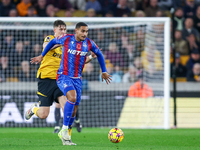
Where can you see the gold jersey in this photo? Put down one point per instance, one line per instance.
(51, 62)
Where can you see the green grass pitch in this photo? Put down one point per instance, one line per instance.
(97, 139)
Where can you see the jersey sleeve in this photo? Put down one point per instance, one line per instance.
(94, 47)
(49, 38)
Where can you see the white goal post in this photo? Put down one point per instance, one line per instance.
(34, 27)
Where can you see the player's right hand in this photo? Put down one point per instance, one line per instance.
(36, 60)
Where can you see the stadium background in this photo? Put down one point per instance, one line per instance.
(105, 110)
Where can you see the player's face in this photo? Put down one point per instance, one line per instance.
(81, 33)
(60, 30)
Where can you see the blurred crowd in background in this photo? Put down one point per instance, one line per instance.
(126, 54)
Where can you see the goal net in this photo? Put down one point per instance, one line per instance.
(136, 52)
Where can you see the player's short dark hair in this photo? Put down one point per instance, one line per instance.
(78, 25)
(58, 23)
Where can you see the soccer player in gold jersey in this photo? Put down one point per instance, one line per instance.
(48, 91)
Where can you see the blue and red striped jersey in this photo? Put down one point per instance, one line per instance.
(74, 54)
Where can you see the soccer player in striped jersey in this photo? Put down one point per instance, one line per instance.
(48, 91)
(75, 49)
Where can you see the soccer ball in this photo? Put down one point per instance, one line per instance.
(115, 135)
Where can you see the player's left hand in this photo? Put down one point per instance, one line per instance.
(106, 77)
(37, 59)
(93, 54)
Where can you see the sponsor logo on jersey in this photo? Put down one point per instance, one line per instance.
(78, 46)
(75, 52)
(84, 44)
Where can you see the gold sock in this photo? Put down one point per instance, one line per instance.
(35, 109)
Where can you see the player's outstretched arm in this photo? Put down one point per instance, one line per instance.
(36, 60)
(92, 56)
(106, 77)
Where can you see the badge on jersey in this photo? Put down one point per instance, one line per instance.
(48, 39)
(78, 46)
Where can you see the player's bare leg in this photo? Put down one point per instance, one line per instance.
(57, 118)
(68, 110)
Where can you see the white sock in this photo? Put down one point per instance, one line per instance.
(64, 127)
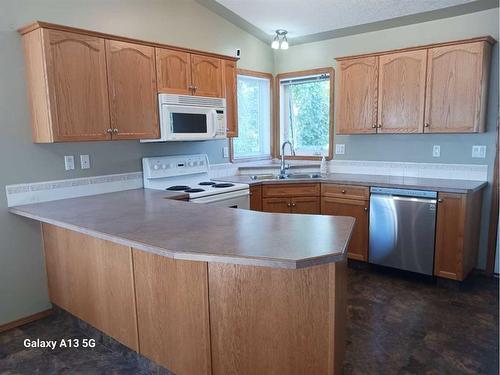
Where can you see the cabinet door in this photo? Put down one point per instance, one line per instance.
(358, 247)
(282, 205)
(306, 205)
(206, 76)
(76, 75)
(448, 257)
(132, 90)
(357, 96)
(231, 97)
(401, 92)
(456, 84)
(173, 69)
(93, 280)
(256, 198)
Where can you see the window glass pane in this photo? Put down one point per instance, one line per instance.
(305, 116)
(253, 118)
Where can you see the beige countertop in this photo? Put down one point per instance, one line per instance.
(433, 184)
(145, 220)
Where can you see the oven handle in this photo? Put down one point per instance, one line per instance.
(222, 196)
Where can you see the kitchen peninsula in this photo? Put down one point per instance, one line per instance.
(201, 289)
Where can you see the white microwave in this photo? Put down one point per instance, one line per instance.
(190, 118)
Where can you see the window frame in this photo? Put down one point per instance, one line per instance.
(277, 111)
(270, 77)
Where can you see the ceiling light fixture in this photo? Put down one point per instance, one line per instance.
(280, 41)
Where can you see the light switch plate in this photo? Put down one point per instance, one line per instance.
(69, 162)
(479, 151)
(84, 161)
(436, 151)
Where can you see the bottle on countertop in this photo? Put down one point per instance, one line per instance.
(323, 168)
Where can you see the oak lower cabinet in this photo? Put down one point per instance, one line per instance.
(353, 201)
(457, 234)
(203, 318)
(133, 100)
(256, 198)
(92, 279)
(291, 198)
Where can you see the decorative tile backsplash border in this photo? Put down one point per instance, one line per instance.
(223, 170)
(424, 170)
(78, 187)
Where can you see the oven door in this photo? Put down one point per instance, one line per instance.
(232, 199)
(181, 123)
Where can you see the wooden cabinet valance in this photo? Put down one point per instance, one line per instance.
(90, 86)
(438, 88)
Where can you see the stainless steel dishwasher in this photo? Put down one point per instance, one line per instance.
(402, 229)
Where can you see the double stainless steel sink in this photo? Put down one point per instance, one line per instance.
(291, 176)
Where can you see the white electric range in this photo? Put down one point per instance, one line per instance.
----
EXERCISE PROMPT: Render the whole listing above as a numbered list, skipping any blank lines and omitting the pictures.

SOLVED EXERCISE:
1. Where can you see the gold jersey in this photo? Put down one point per instance, one line per instance.
2. (51, 62)
3. Where can you see the green grass pitch in this photo? Put down one point per instance, one line per instance.
4. (97, 139)
5. Where can you see the jersey sleeve in this photo? Put down one point per instance, one line per instance.
6. (94, 47)
7. (49, 38)
8. Where can you see the white goal post in this photo? Put down one point per instance, one line per instance.
9. (34, 27)
10. Where can you see the player's right hand in this photo? Put down one point per instance, one line per instance.
11. (36, 60)
12. Where can you see the stadium background in this photo? Put down one point per instance, one line per instance.
13. (105, 110)
14. Where can you see the player's face in this photo? Put down one point per instance, one line per instance.
15. (81, 33)
16. (60, 30)
17. Where can you see the blurred crowd in background in this photo? Put down one point per instance, one line per instance.
18. (126, 54)
19. Where can you see the goal net in this photo? Put down one point per instance, one line per instance.
20. (136, 52)
21. Where can you see the player's short dark hair in this photo? Put down one point per instance, one line per instance.
22. (78, 25)
23. (58, 23)
24. Where can you see the soccer player in gold jersey in this photo? Put down one point per instance, one line per instance.
25. (48, 91)
26. Where can you see the blue and red striped jersey in this photo? Put down one point per instance, one line per instance.
27. (74, 54)
28. Where can you see the soccer player in striped jersey in this photo? Put down one point per instance, one line per instance.
29. (48, 91)
30. (75, 49)
31. Where can you see the soccer ball in this photo? Put down one point per instance, one line per instance.
32. (115, 135)
33. Where can you see the player's left hand in this photo? Put down one point per instance, one line per instance.
34. (106, 77)
35. (37, 59)
36. (93, 54)
37. Where can you see the sponsor logo on jersey in this photo? Put down one point per instance, one line per instance.
38. (78, 46)
39. (75, 52)
40. (84, 44)
41. Where can you see the gold sock in this photo? Put down one point per instance, one line per instance.
42. (35, 109)
43. Where can you see the player's outstretched arm in this photo? Put down one point per instance, one line per instance.
44. (36, 60)
45. (92, 56)
46. (106, 77)
47. Where can you see the badge on jersey in this photo? Put down one point per instance, one line per instance.
48. (48, 39)
49. (78, 46)
50. Where can you see the player's bare leg in this photo? Put down one point per instance, one line per instance.
51. (57, 118)
52. (68, 110)
53. Where can you see the white sock in this photo? Put down one point per instance, one line per instance.
54. (64, 127)
55. Where can you see the cabinet door in this photo? Put down one point per instance, one line per instance.
56. (358, 247)
57. (282, 205)
58. (306, 205)
59. (206, 76)
60. (76, 75)
61. (448, 257)
62. (132, 90)
63. (357, 96)
64. (231, 97)
65. (401, 92)
66. (456, 84)
67. (173, 69)
68. (93, 280)
69. (256, 198)
70. Where can you see the window glass pane in this photo? Put down one point per instance, one line per instance.
71. (305, 116)
72. (253, 118)
73. Where can you see the beige countertop in this photo? Put down one point per instance, one line per instance.
74. (433, 184)
75. (145, 220)
76. Where can you see the oven handle in this photo? Put down one point per instance, one line per instance.
77. (222, 196)
78. Where can you see the kitchen peninsula in this photo? Put down one point per instance, one line per instance.
79. (201, 289)
80. Where can you see the white microwave in this photo? Put down one point per instance, one line per instance.
81. (190, 118)
82. Where can you see the window frame in this photo? Put down one point per instance, one line per instance.
83. (277, 111)
84. (270, 77)
85. Where can you see the ceiling light fixture in this photo? Put down one point per instance, one line per instance.
86. (280, 41)
87. Where can you see the light switch plate in this photo? Put down one point per instance, one line per instance.
88. (69, 162)
89. (479, 151)
90. (84, 161)
91. (436, 151)
92. Where can you see the bottle on countertop in this photo? Put down one point per instance, one line per instance.
93. (323, 168)
94. Where can you see the oak lower cabinet in this photo? Put down one point per instance, one line per instance.
95. (353, 201)
96. (457, 234)
97. (203, 318)
98. (133, 100)
99. (256, 198)
100. (92, 279)
101. (291, 198)
102. Where can you see the decorative tile backsplash border in this photo? Put down one point per instance, one line per instance.
103. (223, 170)
104. (424, 170)
105. (78, 187)
106. Where can you see the oven door in this photo? Put down one point per instance, one line per instance.
107. (232, 199)
108. (181, 123)
109. Where can you see the wooden cabinet valance in this photo? Put down one point per instance, one line per instance.
110. (90, 86)
111. (438, 88)
112. Where can you see the stainless steel dishwasher in this photo? Put down one point per instance, one line per instance.
113. (402, 229)
114. Where can you see the double stainless steel sink in this photo? Put down one point per instance, one line per instance.
115. (291, 176)
116. Where can you see the white electric range in this photo? Put down one point per instance, one line per instance.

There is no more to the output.